## EXCERPT PROVIDED:
---+---
In a past-life, I worked on a buy-side investment grade trading desk. In this world, there are "new issues" basically every single day.

Unlike equity markets, where a company can only "go public" once (exceptions notwithstanding), companies issue new debt all the time.
Every time they do, the investment bank hit the phones and drum up interest for the new deal. This is where, in my opinion, the problem starts (and it's a similar problem to the one Bill explains for equity markets).
Orders are placed at the initial price talk, or "IPT". IPT is usually 20+ basis points in spread terms behind the companies existing bonds of comparable maturity (remember, these deals come often and there are typically very similar securities already trading).
At those levels, you would buy a lot of bonds... who wouldn't? So you put in an order for significantly more bonds than you would practically want at the "fair" market price for the bonds, aka where comparable bonds from the company currently trade.
Order books typically end up WAY oversubscribed, the banks will "tighten" the proposed spread from IPT and check back to see if you still want to participate at the new price.
---+---
## RECORD EXCERPTS:
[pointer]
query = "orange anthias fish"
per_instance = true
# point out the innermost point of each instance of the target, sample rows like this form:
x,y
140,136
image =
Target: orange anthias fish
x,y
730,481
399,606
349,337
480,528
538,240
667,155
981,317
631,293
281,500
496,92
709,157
---+---
## REQUIRED ACTIONS:
#1 Answer these questions from the passage on new bond issues:
(a) What kind of desk did the writer work on in a past life?
(b) What does "IPT" stand for?
(c) In spread terms, how far behind the company's existing bonds of comparable maturity is IPT usually set?
#2 List every word or phrase that the passage on new bond issues places in quotation marks.
#3 Continue the passage on new bond issues, picking up after its final sentence.

## ANSWER SET:
#1
(a) A buy-side investment grade trading desk.
(b) Initial price talk.
(c) Usually 20+ basis points.

#2 "new issues", "go public", "IPT", "fair", "tighten"

#3
Then the banks say "Ok, great, let's just decide who gets how many bonds based on, I dunno, some factors" (some, but not much, cynicism here).

The deal will print, bonds are allocated, and (typically) the new issue will trade a bit tighter (akin to higher, for a stock).
The outcome in fixed income is less-bad, IMO, than in equities, for a few reasons but most notably because if we saw the same "pops" we see in equity all the time, the companies issuing bonds wouldn't use that bank ever again because they could have borrowed at better rates.
But when you're doing an IPO... you only get one shot, and I can only imagine how frustrating it is as a company executive so sell X% of your company to institutional managers for materially lower than market prices.
What bugs me most about the whole thing isn't so much the outcome, it's the process. As Bill highlights - we have the technology to do this better.

We don't need humans to say "let's give these guys a little more, we like them".
We just need everyone to submit a list of quantities and prices. I.e. "we would by X shares at Y price" for a series of prices. It really would be that easy.
TL:DR

IPO process is broken,
Proliferation of SPACs is a symptom,
The same process exists in fixed income.